# [WHAT YOU NEED TO DO]
Write out the full listing exactly as given, minus the images.

# [SOURCE DATA]
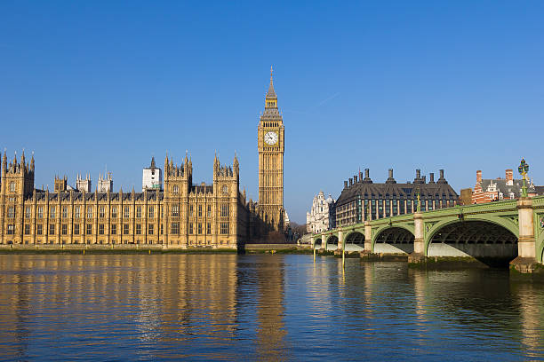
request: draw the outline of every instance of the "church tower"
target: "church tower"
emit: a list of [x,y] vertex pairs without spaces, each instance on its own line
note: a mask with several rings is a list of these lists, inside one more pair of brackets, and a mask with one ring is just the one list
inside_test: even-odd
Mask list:
[[284,230],[284,119],[277,109],[273,70],[257,130],[259,215],[270,230]]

# [RESULT]
request: draw the outline of every instance of the "church tower"
target: "church tower"
emit: a list of [x,y] vertex pairs without spaces, each instance on its own line
note: a mask with several rings is a list of these lists, inside one more pair of brackets, and a mask with one ring is just the one list
inside_test: even-odd
Mask list:
[[284,230],[284,119],[277,109],[273,70],[257,130],[259,215],[270,230]]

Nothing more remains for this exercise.